» **Problem description**
Display each line below that contains the word "flower".
☆ ☆ ☆
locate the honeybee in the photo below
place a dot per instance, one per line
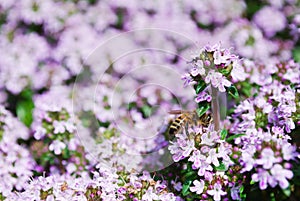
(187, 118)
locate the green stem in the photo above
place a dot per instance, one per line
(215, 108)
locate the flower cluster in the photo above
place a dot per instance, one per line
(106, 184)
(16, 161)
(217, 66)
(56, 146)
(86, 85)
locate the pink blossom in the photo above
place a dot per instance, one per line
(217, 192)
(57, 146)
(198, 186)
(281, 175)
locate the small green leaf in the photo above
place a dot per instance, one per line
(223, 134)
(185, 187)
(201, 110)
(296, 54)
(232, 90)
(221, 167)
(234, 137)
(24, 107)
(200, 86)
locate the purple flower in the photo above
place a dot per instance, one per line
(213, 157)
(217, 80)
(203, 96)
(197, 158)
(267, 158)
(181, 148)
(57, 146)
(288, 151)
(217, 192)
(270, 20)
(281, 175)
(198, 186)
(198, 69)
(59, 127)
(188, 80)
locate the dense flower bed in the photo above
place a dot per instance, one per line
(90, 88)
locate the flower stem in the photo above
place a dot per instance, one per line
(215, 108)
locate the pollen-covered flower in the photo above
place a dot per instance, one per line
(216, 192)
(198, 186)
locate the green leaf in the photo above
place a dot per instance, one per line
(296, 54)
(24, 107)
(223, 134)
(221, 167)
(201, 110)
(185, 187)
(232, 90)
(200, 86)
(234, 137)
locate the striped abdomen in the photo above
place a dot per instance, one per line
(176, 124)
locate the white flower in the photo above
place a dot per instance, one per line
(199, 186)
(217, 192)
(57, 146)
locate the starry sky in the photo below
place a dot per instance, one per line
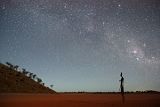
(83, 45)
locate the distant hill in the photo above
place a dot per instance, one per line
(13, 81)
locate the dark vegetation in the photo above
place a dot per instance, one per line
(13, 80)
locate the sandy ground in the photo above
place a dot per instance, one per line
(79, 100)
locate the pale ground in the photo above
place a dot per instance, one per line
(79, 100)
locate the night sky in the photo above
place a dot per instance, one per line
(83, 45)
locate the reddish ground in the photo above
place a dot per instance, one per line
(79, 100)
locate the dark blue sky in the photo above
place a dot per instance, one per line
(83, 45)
☆ ☆ ☆
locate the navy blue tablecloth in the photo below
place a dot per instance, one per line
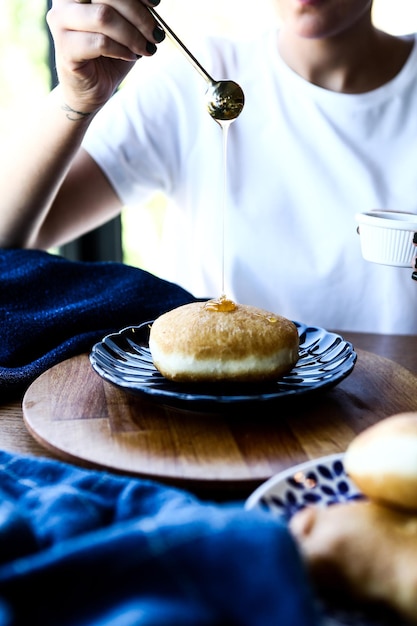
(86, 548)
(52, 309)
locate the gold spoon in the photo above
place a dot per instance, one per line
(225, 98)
☆ ☆ ☆
» **Exercise result**
locate the flower cluster in the photo above
locate the purple flower in the photo above
locate the dense flower bed in the photo above
locate the flower stem in the photo above
locate the pollen-covered flower in the photo above
locate the white flower in the photo above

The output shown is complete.